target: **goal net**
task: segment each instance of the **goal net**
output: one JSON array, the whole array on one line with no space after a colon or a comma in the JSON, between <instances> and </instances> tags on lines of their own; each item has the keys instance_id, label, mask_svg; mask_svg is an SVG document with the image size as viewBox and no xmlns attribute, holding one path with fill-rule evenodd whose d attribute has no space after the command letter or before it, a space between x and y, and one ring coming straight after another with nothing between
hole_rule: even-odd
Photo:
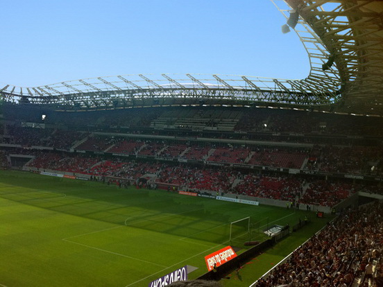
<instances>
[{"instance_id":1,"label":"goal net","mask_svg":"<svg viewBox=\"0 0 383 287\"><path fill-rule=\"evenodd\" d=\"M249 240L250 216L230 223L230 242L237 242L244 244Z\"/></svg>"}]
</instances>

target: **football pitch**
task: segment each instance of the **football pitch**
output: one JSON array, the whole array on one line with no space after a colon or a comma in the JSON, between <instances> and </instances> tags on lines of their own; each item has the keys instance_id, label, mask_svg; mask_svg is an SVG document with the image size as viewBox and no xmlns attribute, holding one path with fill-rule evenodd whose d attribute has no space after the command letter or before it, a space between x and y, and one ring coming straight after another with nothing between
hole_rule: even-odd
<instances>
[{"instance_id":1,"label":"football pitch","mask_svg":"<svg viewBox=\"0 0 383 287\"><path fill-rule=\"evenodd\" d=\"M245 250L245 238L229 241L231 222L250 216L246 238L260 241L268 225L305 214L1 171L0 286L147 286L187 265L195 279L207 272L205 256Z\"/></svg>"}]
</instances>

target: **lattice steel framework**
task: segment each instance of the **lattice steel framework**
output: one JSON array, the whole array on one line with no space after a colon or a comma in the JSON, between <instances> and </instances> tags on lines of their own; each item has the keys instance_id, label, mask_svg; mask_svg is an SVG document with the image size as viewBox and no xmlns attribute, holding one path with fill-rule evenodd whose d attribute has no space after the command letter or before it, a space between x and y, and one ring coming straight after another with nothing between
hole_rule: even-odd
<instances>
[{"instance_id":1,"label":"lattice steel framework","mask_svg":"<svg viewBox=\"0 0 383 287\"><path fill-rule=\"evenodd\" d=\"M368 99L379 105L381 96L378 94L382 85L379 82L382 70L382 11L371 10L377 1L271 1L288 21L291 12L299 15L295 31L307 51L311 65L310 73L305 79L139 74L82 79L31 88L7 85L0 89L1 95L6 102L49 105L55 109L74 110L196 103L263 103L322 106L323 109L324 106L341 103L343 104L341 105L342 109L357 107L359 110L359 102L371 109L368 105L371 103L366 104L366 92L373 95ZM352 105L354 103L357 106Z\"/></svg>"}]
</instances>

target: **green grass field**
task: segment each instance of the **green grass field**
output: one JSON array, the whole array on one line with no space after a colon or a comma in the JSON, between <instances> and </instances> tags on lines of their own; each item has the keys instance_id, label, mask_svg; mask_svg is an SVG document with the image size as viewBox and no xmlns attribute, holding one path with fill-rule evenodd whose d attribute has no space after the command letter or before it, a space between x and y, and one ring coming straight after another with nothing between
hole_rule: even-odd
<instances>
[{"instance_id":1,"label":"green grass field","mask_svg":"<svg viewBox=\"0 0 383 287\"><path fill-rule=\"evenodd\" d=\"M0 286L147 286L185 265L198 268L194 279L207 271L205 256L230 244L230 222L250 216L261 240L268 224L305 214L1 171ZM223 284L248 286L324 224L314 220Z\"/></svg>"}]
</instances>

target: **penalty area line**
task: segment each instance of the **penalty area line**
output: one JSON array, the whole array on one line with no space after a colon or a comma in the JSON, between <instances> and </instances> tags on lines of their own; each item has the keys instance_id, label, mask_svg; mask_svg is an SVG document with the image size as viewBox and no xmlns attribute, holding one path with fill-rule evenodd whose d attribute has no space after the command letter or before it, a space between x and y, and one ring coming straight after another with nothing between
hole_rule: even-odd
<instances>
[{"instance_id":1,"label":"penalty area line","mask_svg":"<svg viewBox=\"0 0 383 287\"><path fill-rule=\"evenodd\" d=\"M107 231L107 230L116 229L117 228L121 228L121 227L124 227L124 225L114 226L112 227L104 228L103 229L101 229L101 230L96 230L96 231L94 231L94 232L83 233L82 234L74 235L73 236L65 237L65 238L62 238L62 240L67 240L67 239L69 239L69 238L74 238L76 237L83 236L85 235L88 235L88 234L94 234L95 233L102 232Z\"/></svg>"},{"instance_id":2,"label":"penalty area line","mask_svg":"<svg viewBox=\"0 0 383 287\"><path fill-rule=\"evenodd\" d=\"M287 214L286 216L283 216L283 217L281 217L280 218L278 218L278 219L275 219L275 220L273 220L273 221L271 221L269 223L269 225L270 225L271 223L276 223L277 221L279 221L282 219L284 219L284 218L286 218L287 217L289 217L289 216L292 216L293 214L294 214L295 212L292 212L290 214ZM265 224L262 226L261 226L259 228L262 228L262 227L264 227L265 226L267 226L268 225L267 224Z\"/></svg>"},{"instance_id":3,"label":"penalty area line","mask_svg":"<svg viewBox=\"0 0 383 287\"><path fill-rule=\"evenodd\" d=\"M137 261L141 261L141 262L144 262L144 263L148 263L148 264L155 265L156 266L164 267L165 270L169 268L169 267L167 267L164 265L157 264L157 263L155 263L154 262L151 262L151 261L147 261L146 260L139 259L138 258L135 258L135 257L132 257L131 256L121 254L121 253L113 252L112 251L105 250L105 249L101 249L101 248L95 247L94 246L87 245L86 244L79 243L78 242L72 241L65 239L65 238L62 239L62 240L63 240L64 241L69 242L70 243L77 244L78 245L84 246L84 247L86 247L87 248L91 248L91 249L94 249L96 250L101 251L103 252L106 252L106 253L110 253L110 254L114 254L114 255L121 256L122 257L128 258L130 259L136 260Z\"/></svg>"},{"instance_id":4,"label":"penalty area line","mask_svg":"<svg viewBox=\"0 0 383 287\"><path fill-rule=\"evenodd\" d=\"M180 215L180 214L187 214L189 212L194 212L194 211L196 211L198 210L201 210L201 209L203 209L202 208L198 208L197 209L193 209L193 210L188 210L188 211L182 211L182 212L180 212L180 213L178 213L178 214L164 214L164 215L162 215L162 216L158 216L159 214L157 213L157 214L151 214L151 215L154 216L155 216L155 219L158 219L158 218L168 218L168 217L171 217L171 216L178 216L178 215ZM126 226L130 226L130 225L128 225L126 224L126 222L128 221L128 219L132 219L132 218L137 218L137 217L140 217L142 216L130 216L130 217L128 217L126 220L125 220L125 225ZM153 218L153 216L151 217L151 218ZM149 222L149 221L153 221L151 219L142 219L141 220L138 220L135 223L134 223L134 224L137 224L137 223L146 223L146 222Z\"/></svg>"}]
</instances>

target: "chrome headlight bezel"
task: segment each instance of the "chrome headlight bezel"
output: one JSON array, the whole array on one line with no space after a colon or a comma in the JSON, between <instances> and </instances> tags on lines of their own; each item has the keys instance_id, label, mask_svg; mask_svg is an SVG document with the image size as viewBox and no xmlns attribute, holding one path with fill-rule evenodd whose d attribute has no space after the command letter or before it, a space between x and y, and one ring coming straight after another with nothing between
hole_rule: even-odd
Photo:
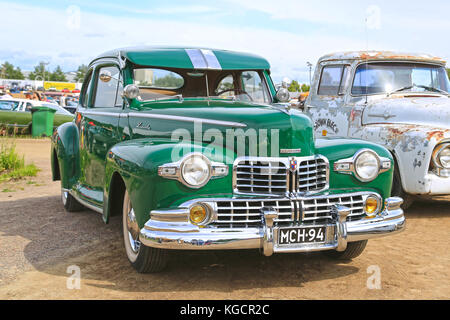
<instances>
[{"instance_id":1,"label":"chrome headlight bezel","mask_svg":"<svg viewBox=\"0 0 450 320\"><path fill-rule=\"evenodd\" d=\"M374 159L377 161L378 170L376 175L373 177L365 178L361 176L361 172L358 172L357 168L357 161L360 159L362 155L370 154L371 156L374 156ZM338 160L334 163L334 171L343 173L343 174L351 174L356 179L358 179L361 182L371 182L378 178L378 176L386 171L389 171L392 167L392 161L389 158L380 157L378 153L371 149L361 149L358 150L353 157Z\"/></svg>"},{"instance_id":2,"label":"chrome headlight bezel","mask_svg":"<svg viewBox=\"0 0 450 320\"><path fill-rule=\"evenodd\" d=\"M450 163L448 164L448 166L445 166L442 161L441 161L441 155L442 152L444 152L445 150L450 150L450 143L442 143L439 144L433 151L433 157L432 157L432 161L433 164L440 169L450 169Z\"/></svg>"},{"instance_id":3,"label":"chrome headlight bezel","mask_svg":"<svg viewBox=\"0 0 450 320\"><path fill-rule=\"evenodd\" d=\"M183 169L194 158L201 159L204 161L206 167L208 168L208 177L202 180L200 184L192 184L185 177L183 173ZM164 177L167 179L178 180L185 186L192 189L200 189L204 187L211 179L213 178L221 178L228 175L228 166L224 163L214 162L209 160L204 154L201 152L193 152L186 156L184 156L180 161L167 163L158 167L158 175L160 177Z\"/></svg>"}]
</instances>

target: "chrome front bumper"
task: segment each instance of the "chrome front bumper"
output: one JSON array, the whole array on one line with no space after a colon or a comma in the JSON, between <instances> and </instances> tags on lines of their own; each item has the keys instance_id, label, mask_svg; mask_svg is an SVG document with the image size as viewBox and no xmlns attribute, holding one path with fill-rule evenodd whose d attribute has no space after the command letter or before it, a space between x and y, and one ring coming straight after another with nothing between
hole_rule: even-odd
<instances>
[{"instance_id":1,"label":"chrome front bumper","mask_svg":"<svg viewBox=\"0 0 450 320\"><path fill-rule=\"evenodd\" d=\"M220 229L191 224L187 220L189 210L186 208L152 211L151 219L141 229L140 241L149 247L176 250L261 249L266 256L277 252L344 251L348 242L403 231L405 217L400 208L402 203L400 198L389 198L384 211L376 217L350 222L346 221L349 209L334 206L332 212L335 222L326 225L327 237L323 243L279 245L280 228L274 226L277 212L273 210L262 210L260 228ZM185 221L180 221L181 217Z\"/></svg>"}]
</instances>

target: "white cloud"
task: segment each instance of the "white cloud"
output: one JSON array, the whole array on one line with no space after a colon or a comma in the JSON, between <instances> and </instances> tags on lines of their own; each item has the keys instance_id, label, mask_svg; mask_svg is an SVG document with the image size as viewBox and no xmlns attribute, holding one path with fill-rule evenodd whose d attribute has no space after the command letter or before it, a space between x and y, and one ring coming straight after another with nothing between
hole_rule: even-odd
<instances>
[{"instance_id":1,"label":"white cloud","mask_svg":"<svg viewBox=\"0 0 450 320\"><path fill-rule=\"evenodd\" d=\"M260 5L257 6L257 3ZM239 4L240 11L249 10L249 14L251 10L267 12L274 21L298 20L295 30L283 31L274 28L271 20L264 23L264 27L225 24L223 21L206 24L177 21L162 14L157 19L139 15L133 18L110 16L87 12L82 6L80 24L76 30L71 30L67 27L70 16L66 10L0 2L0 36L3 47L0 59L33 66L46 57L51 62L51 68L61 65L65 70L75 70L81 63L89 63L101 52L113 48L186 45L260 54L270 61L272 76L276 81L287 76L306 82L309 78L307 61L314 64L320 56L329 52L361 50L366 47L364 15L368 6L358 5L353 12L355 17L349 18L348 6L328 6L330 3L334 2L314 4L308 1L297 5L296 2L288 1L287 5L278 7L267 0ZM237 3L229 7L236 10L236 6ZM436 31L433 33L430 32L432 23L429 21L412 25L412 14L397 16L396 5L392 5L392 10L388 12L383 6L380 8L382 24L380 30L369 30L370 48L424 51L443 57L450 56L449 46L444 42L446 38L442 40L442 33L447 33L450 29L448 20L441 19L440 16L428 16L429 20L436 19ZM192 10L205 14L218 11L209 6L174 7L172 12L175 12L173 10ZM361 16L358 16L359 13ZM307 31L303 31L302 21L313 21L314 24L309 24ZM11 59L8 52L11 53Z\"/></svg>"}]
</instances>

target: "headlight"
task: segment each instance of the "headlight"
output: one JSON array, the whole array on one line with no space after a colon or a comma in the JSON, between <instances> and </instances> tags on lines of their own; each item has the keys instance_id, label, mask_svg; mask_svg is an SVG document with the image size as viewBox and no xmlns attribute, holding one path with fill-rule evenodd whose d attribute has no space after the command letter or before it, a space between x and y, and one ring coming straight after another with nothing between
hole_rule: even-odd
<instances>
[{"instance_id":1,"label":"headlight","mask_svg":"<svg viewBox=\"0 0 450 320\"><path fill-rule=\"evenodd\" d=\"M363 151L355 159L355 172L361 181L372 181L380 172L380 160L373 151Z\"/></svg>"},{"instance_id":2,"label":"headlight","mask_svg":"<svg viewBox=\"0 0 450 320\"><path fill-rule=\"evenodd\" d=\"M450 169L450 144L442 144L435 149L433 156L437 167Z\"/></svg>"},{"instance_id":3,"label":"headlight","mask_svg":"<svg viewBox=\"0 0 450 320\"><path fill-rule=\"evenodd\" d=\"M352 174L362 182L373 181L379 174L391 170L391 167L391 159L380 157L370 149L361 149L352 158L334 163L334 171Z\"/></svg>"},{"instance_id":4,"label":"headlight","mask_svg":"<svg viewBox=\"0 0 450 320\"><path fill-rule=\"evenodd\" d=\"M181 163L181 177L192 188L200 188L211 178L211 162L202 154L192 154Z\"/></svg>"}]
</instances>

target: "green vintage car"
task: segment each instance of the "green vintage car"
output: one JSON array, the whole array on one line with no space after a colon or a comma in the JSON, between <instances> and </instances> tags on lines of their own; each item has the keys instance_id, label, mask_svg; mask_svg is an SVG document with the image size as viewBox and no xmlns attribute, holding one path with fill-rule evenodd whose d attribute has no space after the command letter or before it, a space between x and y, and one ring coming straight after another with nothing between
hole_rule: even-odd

◆ ◆ ◆

#### [GIVEN PROBLEM]
Reproduce verbatim the lines of the records from the one containing "target: **football pitch**" through the one containing "task: segment each instance of the **football", both included.

#### [SOLUTION FOR THIS PROBLEM]
target: **football pitch**
task: segment each instance of the **football pitch**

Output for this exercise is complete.